* _About this task_:
Among the entries below, how many lines hold "query"? Reply with the number only.

====== Data section ======

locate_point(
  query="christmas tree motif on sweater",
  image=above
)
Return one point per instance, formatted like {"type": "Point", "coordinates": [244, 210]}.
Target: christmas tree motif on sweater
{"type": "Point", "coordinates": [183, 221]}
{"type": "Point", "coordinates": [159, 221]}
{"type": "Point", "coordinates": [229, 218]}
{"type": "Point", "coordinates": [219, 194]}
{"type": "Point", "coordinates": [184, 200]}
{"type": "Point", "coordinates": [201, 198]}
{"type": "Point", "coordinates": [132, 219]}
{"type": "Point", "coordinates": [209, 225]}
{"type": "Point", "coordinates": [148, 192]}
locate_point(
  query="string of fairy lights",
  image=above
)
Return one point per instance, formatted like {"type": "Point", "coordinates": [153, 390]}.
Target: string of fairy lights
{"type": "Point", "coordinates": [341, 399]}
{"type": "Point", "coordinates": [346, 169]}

======

* _Expected answer_:
2